Instruction:
Can you output, as a numbered list, every line from the one containing "Target: breathing apparatus" through the end of the lines below, both ends included, with blank lines and pictures left out?

-- BEGIN Listed records --

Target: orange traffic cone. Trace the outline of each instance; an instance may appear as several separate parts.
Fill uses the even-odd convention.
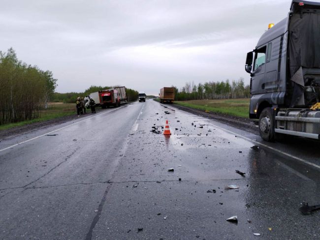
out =
[[[170,128],[169,128],[169,123],[168,122],[168,120],[167,120],[165,122],[165,127],[164,127],[164,131],[163,132],[163,134],[171,135],[171,133],[170,132]]]

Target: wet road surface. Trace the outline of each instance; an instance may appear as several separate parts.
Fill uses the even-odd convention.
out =
[[[319,239],[319,146],[151,100],[2,140],[0,239]]]

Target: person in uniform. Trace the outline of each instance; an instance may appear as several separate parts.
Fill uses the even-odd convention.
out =
[[[91,113],[96,113],[96,102],[92,98],[90,98],[89,106],[91,108]]]
[[[77,98],[77,101],[76,101],[75,104],[76,107],[77,107],[77,114],[78,114],[78,117],[80,117],[80,111],[81,110],[81,104],[80,103],[80,97]]]

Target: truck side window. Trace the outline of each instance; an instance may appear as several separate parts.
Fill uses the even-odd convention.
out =
[[[265,53],[267,50],[267,46],[257,49],[256,51],[256,56],[255,58],[255,68],[256,71],[259,66],[265,63]]]
[[[267,62],[269,62],[271,58],[271,46],[272,44],[271,42],[268,43],[268,52],[267,53]]]

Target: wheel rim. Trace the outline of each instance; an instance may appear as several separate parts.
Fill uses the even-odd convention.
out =
[[[270,118],[267,115],[263,116],[260,121],[260,130],[263,132],[268,132],[270,129]]]

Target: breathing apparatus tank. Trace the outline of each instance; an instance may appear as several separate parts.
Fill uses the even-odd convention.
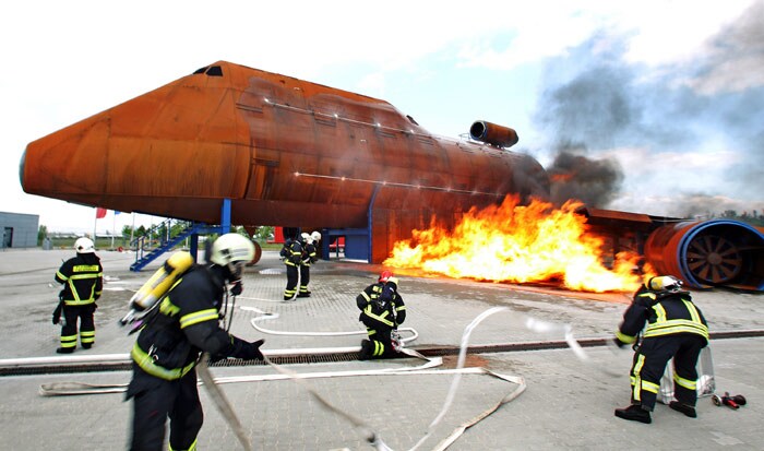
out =
[[[165,260],[154,275],[130,298],[130,311],[119,322],[124,325],[135,320],[135,313],[151,309],[167,293],[178,277],[193,266],[190,252],[179,251]]]

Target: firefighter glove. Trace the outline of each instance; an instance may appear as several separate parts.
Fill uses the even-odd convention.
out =
[[[616,346],[620,348],[623,348],[626,345],[626,343],[623,343],[622,341],[618,340],[618,337],[613,337],[612,342],[616,343]]]

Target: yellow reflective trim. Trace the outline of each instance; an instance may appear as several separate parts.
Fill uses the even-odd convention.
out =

-- END Listed records --

Answer to this task:
1. Target: breathing apparatus tank. Trace the outline of each instance; an instance may appear as several separate parts.
2. Fill uses the even-odd convention.
3. out =
4. [[[165,260],[154,275],[130,298],[130,311],[119,322],[124,325],[135,320],[135,313],[151,309],[167,293],[178,277],[193,266],[190,252],[179,251]]]
5. Target: firefighter glove. Trace the outline of each instance; an instance may appear as several separate parts.
6. Fill uses the even-odd convention.
7. out =
8. [[[616,346],[620,348],[623,348],[626,345],[626,343],[623,343],[622,341],[618,340],[618,337],[613,337],[612,342],[616,343]]]
9. Target: yellow reflective trim. Trace the outline of each instance; an instance may appear as several separate parts.
10. Fill uses the even-odd convention.
11. out =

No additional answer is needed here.